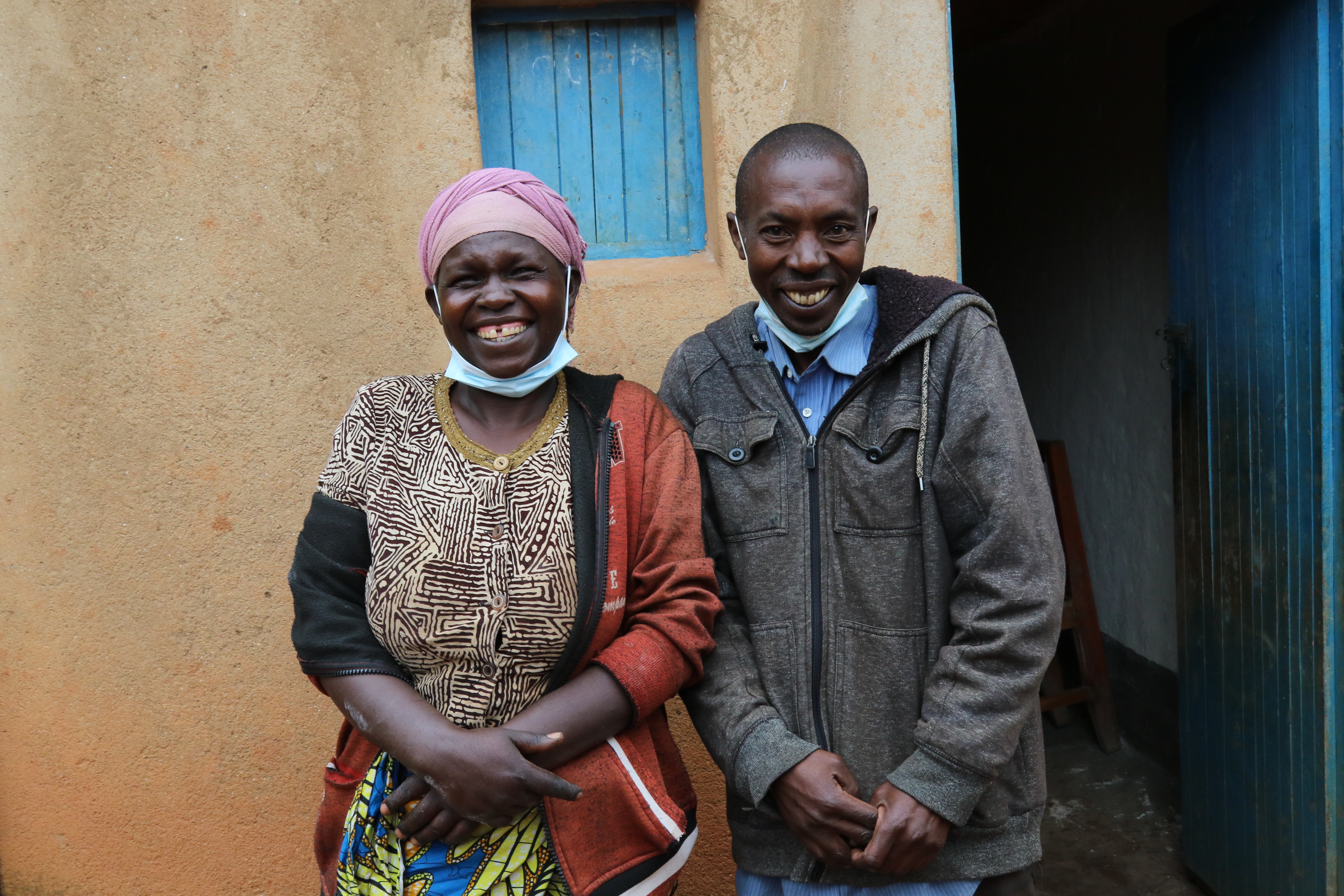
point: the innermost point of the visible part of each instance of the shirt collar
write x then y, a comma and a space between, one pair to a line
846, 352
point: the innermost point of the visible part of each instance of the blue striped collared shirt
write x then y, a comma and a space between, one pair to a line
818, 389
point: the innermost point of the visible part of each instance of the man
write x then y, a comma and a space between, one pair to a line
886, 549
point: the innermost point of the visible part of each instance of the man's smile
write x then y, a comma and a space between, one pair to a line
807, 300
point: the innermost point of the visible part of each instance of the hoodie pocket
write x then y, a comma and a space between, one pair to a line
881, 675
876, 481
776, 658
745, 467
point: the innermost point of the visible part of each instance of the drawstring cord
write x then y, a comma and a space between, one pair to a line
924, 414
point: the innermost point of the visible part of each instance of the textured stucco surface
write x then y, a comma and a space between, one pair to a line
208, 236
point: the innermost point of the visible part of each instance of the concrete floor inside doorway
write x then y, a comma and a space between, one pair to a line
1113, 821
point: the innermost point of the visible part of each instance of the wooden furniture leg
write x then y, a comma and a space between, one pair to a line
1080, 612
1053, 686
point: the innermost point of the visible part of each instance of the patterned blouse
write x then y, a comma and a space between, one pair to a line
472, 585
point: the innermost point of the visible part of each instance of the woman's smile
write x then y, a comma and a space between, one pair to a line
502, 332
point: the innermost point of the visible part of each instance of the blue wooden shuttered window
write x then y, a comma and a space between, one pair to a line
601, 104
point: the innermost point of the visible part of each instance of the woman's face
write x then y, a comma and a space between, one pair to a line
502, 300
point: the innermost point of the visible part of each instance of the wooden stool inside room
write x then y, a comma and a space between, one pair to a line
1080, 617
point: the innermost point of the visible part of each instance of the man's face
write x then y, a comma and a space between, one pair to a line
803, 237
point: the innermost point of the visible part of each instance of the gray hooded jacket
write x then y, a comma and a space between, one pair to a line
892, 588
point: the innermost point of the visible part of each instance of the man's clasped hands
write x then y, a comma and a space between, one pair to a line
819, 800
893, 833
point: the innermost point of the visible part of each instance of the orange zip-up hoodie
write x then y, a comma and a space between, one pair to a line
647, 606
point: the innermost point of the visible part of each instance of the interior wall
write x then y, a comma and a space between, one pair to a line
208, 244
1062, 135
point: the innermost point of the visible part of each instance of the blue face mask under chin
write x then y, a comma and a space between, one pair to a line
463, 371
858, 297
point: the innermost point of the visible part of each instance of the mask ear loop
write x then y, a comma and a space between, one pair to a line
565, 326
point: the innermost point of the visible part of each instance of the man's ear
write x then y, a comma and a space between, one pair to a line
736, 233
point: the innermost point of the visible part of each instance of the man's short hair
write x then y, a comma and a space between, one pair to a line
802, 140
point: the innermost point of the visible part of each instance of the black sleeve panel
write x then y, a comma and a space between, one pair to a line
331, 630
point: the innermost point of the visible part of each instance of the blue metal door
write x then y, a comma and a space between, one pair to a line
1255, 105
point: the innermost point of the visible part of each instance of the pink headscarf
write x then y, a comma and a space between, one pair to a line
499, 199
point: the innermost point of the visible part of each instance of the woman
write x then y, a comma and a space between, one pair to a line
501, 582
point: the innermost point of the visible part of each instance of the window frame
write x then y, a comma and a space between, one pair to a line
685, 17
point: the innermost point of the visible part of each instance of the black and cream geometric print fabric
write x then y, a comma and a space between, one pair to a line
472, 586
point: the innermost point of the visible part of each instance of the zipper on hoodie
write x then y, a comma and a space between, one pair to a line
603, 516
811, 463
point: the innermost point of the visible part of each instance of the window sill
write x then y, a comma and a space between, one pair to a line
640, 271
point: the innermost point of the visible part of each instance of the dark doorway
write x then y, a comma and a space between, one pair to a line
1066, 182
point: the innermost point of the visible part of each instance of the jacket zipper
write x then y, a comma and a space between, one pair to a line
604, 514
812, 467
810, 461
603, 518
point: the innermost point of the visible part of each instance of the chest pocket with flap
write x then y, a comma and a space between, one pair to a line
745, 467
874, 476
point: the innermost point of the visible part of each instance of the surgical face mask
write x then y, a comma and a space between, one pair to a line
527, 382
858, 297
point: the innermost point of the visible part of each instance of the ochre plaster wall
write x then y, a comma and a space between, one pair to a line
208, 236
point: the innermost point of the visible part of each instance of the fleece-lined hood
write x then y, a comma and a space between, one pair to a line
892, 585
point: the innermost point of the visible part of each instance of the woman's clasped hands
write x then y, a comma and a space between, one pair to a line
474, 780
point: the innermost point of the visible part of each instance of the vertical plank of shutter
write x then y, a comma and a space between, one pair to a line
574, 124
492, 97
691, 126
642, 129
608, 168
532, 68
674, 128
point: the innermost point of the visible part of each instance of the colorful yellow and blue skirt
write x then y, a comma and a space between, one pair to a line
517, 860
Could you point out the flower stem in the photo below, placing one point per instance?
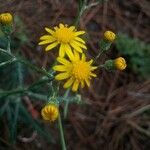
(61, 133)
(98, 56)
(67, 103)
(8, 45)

■ THE PROBLEM ■
Print the entries above exactly, taking out only the pictures.

■ TASK SOLUTION ■
point: the innermost point of the visible part of each instance of the shirt collar
write x then y, a comma and a space between, one pair to a line
846, 352
point: the innermost point of the visible part of each instance of the blue striped collared shirt
write x then y, a comma and a space between, one pair to a line
818, 389
point: the innermost point of the visible part of each instance of the man
write x then y, a comma and a space between, one pair to a line
886, 549
point: the innermost point of the visible part of each instance of the man's smile
write x then y, a comma and a space between, one pair to a line
807, 300
point: the innermost point of the visible part of each instance of the hoodie pocket
write x then y, a comma and a space between, one pair to a line
881, 675
876, 481
776, 658
745, 467
point: the innermost point of the visible part of each instance of the drawstring cord
write x then y, a comma and a space between, one pair to a line
924, 414
point: the innermost point of the visible part of each instance of the textured stucco surface
write x then y, a comma and a space between, one pair to a line
208, 236
point: the innermost point of the visible part of each instance of the concrete floor inside doorway
write x then y, a comma and a space between, one pair to a line
1113, 821
point: the innermost point of the visible part of each instance of the wooden furniture leg
write x then y, a comma and a space between, one pair to a line
1080, 612
1053, 686
point: the innermost point of the visible part of each instance of the patterned blouse
write x then y, a comma and a space between, one pair to a line
472, 585
point: the innermost point of the visible part of each instance of the woman's smile
write x then y, a comma and a space between, one pair to a line
502, 332
point: the innermost point of the visible part of each instance of the blue wooden shuttered window
write x then y, a comma and a space between, one pair to a line
601, 104
point: the innermost point of the visible part of each instance of the woman's face
write x then y, a comma and a space between, one pair to a line
502, 300
point: the innermost point of the visible part of each instance of the wooden stool inside room
write x then y, a comma and a space between, one pair to a line
1080, 617
point: the innermost point of the visible part of each instance of the man's face
write x then y, a comma and a space between, one pair to a line
803, 237
point: the innermost point of the visible part of each instance of the gray hooded jacket
write x then y, a comma and a space between, one pair to a line
892, 588
point: the innermost point of the visible part of each instance of the man's clasped hands
write x then y, a comma and a space between, one pair to a line
819, 800
893, 833
point: the innermost point of the visible part of each instance of the orange zip-up hoodie
write x then y, a comma and a space between, one pair to a line
647, 606
point: the innermost point of the visible part of each instance of the interior wall
write x then y, a comma and a space between, one pair to a line
208, 244
1062, 135
point: the innermost point of the visible part of each instance of the blue face mask under chin
write x then y, a comma and a space between, one pair to a line
463, 371
858, 297
point: the innermost point of the visible part of each instance of the mask ear loop
write x then y, a comma and a space between, one pair to a line
565, 326
point: the innermost point of the visible part of each instance of the man's ear
write x then y, a comma and a space between, one pair to a line
736, 233
point: the innermost point of the visible part of each instance of the man's short hair
write x then y, a comma and a space between, one pair to a line
802, 140
point: the innermost point of the visible part of each instance of the black sleeve panel
write x then y, a comma and a space between, one pair to a line
331, 630
point: the innermost point of the visible part of each instance of the blue metal door
write x then y, a comma and a space between, one pair to a line
1255, 105
point: the innermost point of the visible part of each instance of the pink headscarf
write x then y, a comma and a space between, one pair to a line
499, 199
point: the innermost point of the visible part of each instance of the woman
write x then y, a comma and a space between, one pair to a line
501, 582
point: the innermost point of the visible part of each instance of the window frame
write x then y, a comma and a space between, one pair to a line
685, 17
point: the innermost point of the visible part of each instance of the black and cream geometric print fabric
write x then y, a comma and a space between, one pair to a line
472, 586
point: the innermost point of the visible part of each instance of the zipper on hoodie
write x then y, a comma and a space between, one pair to a line
603, 516
811, 463
point: the innermost point of the visible part of each instance of the window sill
write x then y, a comma and a space between, one pair to a line
640, 271
point: the innermost point of the visible part of each instance of the dark doorway
write x then y, a comma and a space between, one pair to a line
1066, 182
point: the innermost point of the visible part of each instance of the jacket zipper
write x then y, a comma and a space between, one pair to a line
604, 514
812, 467
810, 461
603, 518
point: the innermost point of the visible part of each instance of the chest pocket with flap
write x then y, a comma and a space between, one pair to a line
745, 467
874, 476
point: the innermost point of the visible part of each instance of the surgical face mask
write x then y, a comma and a space between, one pair to a line
527, 382
858, 297
point: the innermost point of the visible part of each instance of the ochre plaster wall
write x then y, a comma and a space between, one pair to a line
208, 236
point: the innermost point of the visible part of each instance of the fleece-lined hood
write x then y, a comma and a space between, one pair to a line
892, 585
point: the innermost point of the visible part of each instance of the woman's clasped hands
write x then y, a comma and a space between, one pair to a line
474, 780
point: the innermost point of the visible part of each instance of the vertical plank of shutter
write x then y, a comma and a space between, one pair to a line
574, 124
492, 97
691, 126
642, 129
608, 168
532, 68
674, 128
point: the innermost point of the visible part of each instance of the colorful yellow and blue skirt
write x then y, a comma and a space between, one pair to a line
517, 860
Could you point out the flower stem in the photo below, placing one point per instance?
(61, 133)
(98, 56)
(67, 103)
(8, 45)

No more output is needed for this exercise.